▸ **Task statement**
Start to finish, copy the data exactly.

▸ **Supplied entries**

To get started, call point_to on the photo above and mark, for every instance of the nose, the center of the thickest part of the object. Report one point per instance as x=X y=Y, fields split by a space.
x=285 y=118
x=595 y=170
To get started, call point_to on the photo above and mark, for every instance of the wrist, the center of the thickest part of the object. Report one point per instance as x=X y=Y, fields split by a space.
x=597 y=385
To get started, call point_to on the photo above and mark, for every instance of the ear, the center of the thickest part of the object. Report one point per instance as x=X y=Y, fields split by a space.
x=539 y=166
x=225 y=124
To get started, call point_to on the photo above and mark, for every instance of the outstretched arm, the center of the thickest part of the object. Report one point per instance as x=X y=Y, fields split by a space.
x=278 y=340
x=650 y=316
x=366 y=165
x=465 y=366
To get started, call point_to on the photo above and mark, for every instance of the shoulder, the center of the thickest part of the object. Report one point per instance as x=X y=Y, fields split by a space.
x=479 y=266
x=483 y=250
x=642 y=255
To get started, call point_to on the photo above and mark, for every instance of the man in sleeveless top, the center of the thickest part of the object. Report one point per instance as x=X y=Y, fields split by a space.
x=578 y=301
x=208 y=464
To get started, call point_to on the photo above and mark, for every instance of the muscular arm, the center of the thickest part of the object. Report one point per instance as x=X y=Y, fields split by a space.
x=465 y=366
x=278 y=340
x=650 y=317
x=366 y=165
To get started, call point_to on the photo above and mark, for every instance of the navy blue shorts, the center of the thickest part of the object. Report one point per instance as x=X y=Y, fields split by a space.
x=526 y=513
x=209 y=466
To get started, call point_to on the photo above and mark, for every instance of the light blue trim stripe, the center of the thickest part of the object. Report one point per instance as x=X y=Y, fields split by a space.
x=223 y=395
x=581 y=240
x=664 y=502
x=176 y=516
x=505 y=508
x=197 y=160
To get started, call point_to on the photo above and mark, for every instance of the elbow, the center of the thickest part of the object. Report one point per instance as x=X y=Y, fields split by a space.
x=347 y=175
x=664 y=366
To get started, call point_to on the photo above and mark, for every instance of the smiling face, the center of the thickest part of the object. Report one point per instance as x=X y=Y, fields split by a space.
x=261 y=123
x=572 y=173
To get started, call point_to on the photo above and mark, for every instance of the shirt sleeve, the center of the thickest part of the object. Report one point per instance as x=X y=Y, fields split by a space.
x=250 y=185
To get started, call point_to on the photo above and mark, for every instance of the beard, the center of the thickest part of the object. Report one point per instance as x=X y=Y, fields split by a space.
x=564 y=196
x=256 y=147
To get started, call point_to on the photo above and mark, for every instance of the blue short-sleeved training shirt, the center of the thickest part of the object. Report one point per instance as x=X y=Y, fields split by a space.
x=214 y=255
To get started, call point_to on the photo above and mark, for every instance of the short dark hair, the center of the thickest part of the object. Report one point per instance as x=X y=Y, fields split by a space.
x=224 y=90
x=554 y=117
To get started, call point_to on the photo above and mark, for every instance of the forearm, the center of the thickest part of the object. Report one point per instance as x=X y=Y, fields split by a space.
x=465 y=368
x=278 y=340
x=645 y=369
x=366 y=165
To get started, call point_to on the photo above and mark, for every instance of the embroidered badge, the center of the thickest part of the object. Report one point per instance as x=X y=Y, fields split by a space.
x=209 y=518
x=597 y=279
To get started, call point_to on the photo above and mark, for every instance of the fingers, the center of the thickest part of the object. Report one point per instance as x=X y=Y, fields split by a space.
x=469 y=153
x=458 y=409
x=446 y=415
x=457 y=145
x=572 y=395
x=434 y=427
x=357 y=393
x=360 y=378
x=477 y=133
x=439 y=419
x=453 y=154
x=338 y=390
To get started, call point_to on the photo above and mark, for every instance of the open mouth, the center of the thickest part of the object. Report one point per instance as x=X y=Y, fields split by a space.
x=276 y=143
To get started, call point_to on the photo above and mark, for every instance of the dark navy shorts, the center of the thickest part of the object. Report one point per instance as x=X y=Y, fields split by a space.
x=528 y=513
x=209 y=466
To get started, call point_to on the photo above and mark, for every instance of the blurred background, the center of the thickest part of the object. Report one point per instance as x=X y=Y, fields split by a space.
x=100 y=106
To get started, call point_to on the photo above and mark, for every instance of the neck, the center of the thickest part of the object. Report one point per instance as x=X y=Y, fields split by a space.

▸ **Solved problem**
To get started, call point_to on the photo above and mark, for every instance of the nose, the center of the thickest part of the object. Report one point per instance as x=X y=Y, fields split by a space.
x=285 y=118
x=595 y=170
To get started, call point_to on the photo above and mark, for every instance of the wrist, the center of the thickest part of the object. Report one point per instance as x=X y=Y, fields split by a space.
x=597 y=385
To get started, call point_to on the photo above and mark, for every instance of the ear, the center of the thickest part of the object. Report one point per instance as x=X y=Y, fields split by a space.
x=539 y=166
x=225 y=124
To get started, call point_to on the photo above and mark, for every instance of the outstretched arm, the center of the thickest part of the object. Report one point per instance as x=X y=Y, fields split by a space.
x=278 y=340
x=650 y=316
x=366 y=165
x=465 y=366
To get started, call point_to on the photo above and mark, for every instance of the shoulder, the center of the thickest part of the object. Report one point per instance as x=X y=Y, fields split by a space.
x=479 y=266
x=483 y=250
x=642 y=255
To get started, call point_to on the photo above and mark, for every instance of the man in sleeveless top, the center of the thickest part of the object. Report one point per instance as x=X y=Y, fields split by a space.
x=578 y=301
x=208 y=464
To get started, call point_to on the photo above and mark, for every instance of the muscular arm, the center of the thickest part of the object. Report one point per instance as x=X y=Y, fields split by a space.
x=465 y=366
x=278 y=340
x=650 y=317
x=366 y=165
To get started, call point_to on the photo above and mark, for every instance of the navy blue shorts, the center of the thickest part of the object. Report one point per instance as x=X y=Y, fields split by a space.
x=526 y=513
x=209 y=466
To get started, call point_to on the photo above and mark, for every instance of the light blue trim stripe, the center of the thickest part of the object. Report one point per instance as x=X y=Y, fields split by a space.
x=223 y=395
x=581 y=240
x=664 y=502
x=176 y=516
x=505 y=508
x=197 y=160
To get started, call point_to on the photo above and mark, for every instance of the elbow, the center of the thickest part of the object. Report one point per instance as x=X y=Y, fields split by a space.
x=347 y=175
x=664 y=366
To get started, call point_to on the photo above and mark, for every instance of the smiling face, the center of the thickest part of the object. Report one point per instance as x=X y=Y, fields split by a space.
x=261 y=123
x=572 y=173
To get started, call point_to on the photo above and mark, for every instance of the shirt sleeve, the center of the thickest part of the object. Report one point per instance as x=X y=Y, fields split by a space.
x=250 y=185
To get started, call point_to on the photo above and mark, for every instance of the beard, the center of the thickest part of the object. Report one point per instance as x=X y=Y, fields split by a space.
x=564 y=196
x=256 y=147
To get started, call point_to on the photo above and mark, for every instance of the blue short-sleeved training shirt, the center of the thickest part of the object. Report one point per instance as x=X y=Y, fields split by a space.
x=214 y=255
To get started, call point_to on the photo above and mark, for every instance of the short dark hair, the center of the thickest part of the object. Report one point per instance as x=X y=Y, fields split by a space.
x=224 y=90
x=554 y=117
To get started, call point_to on the photo above and mark, for every instance of the forearm, the center of the thickest part of the object. Report one point per instance as x=X y=Y, fields split by a space.
x=465 y=368
x=278 y=340
x=645 y=369
x=366 y=165
To get started, call point_to on the photo above and mark, for every instance of the embroidered badge, the center of the thickest part of the object. Report one point per instance as x=X y=Y, fields split by a space.
x=209 y=518
x=597 y=279
To get started, call point_to on the photo above and mark, for every instance of the fingers, the center of the thickest part of the object. Report one point per instance as x=X y=Y, fields split by a space.
x=469 y=153
x=458 y=409
x=446 y=415
x=457 y=145
x=572 y=395
x=434 y=427
x=357 y=393
x=360 y=378
x=477 y=133
x=439 y=419
x=453 y=154
x=338 y=390
To get started, call point_to on the photo above and mark, for every instance of the open mouth, the center of the thickest part of the object. Report one point per instance as x=X y=Y, fields split by a space.
x=276 y=143
To get started, call point_to on the photo above and mark, for every instance of the dark navy shorts, the center of the thickest part of the object. Report one point per instance as x=X y=Y, fields split by a space.
x=528 y=513
x=209 y=466
To get started, call point_to on the photo above and mark, for every instance of the blurred background, the center of the thickest part of the object. Report one point per instance as x=X y=Y, fields split by a space.
x=100 y=106
To get started, call point_to on the photo above and mark, for every instance of the neck, the center of the thickest part of the object. Report one point per instance as x=X y=Y, fields split by a space.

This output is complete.